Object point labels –

-- START --

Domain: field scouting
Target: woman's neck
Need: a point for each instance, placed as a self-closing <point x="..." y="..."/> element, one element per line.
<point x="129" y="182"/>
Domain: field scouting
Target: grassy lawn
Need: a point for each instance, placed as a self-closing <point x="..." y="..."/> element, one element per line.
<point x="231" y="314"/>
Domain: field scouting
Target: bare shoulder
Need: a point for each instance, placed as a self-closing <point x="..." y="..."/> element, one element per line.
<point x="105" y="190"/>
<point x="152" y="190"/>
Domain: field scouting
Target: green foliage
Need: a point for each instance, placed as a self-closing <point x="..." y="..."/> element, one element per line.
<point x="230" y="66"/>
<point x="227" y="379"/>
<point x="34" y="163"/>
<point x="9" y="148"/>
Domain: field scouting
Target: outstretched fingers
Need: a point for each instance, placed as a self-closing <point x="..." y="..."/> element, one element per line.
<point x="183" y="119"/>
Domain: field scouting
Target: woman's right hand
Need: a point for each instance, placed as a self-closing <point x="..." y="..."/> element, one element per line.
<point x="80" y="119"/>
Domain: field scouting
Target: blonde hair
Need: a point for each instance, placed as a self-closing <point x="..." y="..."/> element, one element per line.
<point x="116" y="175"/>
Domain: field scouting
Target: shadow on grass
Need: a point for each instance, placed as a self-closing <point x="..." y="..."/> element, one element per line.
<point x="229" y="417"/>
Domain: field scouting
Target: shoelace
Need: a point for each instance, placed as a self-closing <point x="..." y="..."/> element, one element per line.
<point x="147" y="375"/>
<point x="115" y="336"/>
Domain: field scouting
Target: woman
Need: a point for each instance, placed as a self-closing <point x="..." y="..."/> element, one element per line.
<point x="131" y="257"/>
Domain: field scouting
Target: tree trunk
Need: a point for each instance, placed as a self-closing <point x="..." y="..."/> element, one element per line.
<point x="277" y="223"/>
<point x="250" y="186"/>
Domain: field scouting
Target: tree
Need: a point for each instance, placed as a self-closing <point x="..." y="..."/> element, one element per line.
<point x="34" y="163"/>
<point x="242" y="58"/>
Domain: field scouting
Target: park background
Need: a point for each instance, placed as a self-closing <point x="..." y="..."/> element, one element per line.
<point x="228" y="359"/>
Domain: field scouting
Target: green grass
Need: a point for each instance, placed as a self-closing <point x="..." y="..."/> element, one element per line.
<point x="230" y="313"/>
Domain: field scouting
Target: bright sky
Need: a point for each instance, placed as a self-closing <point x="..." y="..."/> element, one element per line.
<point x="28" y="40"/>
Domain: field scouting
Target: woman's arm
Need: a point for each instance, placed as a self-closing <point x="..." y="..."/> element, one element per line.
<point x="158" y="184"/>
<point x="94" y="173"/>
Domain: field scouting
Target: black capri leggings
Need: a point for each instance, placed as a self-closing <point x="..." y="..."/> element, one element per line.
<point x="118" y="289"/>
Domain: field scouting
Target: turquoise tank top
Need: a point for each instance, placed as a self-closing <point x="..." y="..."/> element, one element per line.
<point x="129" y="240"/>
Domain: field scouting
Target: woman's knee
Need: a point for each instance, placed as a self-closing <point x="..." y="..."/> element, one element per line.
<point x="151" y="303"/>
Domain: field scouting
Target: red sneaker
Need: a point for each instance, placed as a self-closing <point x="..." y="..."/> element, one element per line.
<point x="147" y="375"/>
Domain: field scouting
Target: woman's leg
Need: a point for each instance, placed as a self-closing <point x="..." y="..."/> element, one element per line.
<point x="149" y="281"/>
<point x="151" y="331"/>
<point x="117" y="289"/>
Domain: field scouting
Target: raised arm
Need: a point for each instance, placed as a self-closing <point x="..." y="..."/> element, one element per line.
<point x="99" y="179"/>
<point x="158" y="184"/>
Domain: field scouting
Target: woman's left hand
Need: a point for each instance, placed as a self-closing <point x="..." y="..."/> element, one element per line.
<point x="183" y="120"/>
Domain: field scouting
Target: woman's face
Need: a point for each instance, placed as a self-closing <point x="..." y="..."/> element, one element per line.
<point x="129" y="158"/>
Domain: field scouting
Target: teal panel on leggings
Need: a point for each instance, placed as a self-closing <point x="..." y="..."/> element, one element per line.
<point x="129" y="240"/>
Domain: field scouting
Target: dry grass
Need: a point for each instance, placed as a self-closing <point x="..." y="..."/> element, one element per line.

-- END --

EXERCISE – Give an exact repetition of all the material.

RESULT BELOW –
Domain: field scouting
Target: woman's neck
Need: a point for each instance, placed as a self-closing <point x="..." y="..."/> element, one element per line.
<point x="129" y="182"/>
Domain: field scouting
Target: grassy lawn
Need: a point for each instance, placed as a self-closing <point x="..." y="..."/> element, one element per line.
<point x="231" y="314"/>
Domain: field scouting
Target: bare shoulder
Need: a point for each instance, placed as a self-closing <point x="..." y="..."/> element, one element per line.
<point x="105" y="190"/>
<point x="152" y="190"/>
Domain: field scouting
Target: green foliage
Need: a point for each instance, placed as a self-closing <point x="..." y="..."/> element, one element per line.
<point x="230" y="66"/>
<point x="227" y="379"/>
<point x="34" y="163"/>
<point x="9" y="148"/>
Domain: field scouting
Target: outstretched fingers
Need: a point for each instance, placed as a self-closing <point x="..." y="..."/> element, one element per line.
<point x="183" y="119"/>
Domain: field scouting
Target: woman's right hand
Need: a point for each instance, placed as a self-closing <point x="..." y="..."/> element, one element per line.
<point x="80" y="119"/>
Domain: field scouting
Target: blonde hair
Need: a point for each instance, placed as a self-closing <point x="..." y="..."/> element, one element per line.
<point x="116" y="175"/>
Domain: field scouting
Target: shadow on grass
Need: a point for each instance, placed as a self-closing <point x="..." y="..."/> element, one element per line.
<point x="229" y="417"/>
Domain: field scouting
Target: shoelace
Need: a point for each instance, placed as a self-closing <point x="..." y="..."/> element, one element per line.
<point x="147" y="375"/>
<point x="115" y="336"/>
Domain: field scouting
Target: woman
Need: a point for each instance, placed as a self-closing <point x="..." y="..."/> element, one element per line.
<point x="131" y="257"/>
Domain: field scouting
Target: tree trunk
Need: a point for each instance, placed as a self-closing <point x="..." y="..."/> element, one element per line.
<point x="277" y="223"/>
<point x="250" y="186"/>
Domain: field scouting
Target: tree
Need: a point for each instance, placed as a self-closing <point x="..." y="..."/> element, one element per line.
<point x="34" y="163"/>
<point x="242" y="58"/>
Domain: field scouting
Target: park background
Need: a point for each instance, placed as a self-closing <point x="..." y="..."/> element, one element per line.
<point x="228" y="359"/>
Domain: field scouting
Target: green grass
Need: a point for each instance, placed as a self-closing <point x="..." y="..."/> element, one element per line.
<point x="230" y="313"/>
Domain: field scouting
Target: bright sky
Need: a point for each instance, placed as a self-closing <point x="..." y="..."/> element, one element per line.
<point x="28" y="40"/>
Domain: field scouting
Target: woman's arm
Need: a point for each instance, placed as a self-closing <point x="..." y="..."/> element, one element per line.
<point x="158" y="184"/>
<point x="94" y="173"/>
Domain: field scouting
Target: black capri leggings
Need: a point for each instance, placed as a self-closing <point x="..." y="..."/> element, one element per line.
<point x="118" y="289"/>
Domain: field scouting
Target: turquoise tank top
Need: a point for each instance, placed as a self-closing <point x="..." y="..."/> element, one element per line.
<point x="129" y="240"/>
Domain: field scouting
Target: woman's knee
Need: a point for each instance, placed as a self-closing <point x="..." y="..."/> element, one element per line.
<point x="151" y="303"/>
Domain: field scouting
Target: red sneaker
Need: a point for each instance, placed as a self-closing <point x="..." y="..."/> element, one element per line.
<point x="147" y="375"/>
Domain: field scouting
Target: woman's leg
Need: a point for each instance, placed as a self-closing <point x="..." y="..."/> element, one element per line.
<point x="149" y="281"/>
<point x="151" y="331"/>
<point x="117" y="289"/>
Domain: field scouting
Target: raised arm
Need: a point for each instance, placed as a self-closing <point x="..." y="..."/> element, one element per line.
<point x="99" y="179"/>
<point x="158" y="184"/>
Domain: field scouting
Target: woman's left hand
Need: a point for each instance, placed as a self-closing <point x="..." y="..."/> element, one element per line.
<point x="183" y="120"/>
Domain: field scouting
Target: woman's face
Need: a point for each instance, placed as a self-closing <point x="..." y="..."/> element, one element per line.
<point x="129" y="158"/>
Domain: field scouting
Target: teal panel on leggings
Need: a point for each instance, placed as a self-closing <point x="..." y="..."/> element, one element per line.
<point x="129" y="240"/>
Domain: field scouting
Target: dry grass
Need: a point for each instance, placed as a self-closing <point x="..." y="..."/> element, one element per line.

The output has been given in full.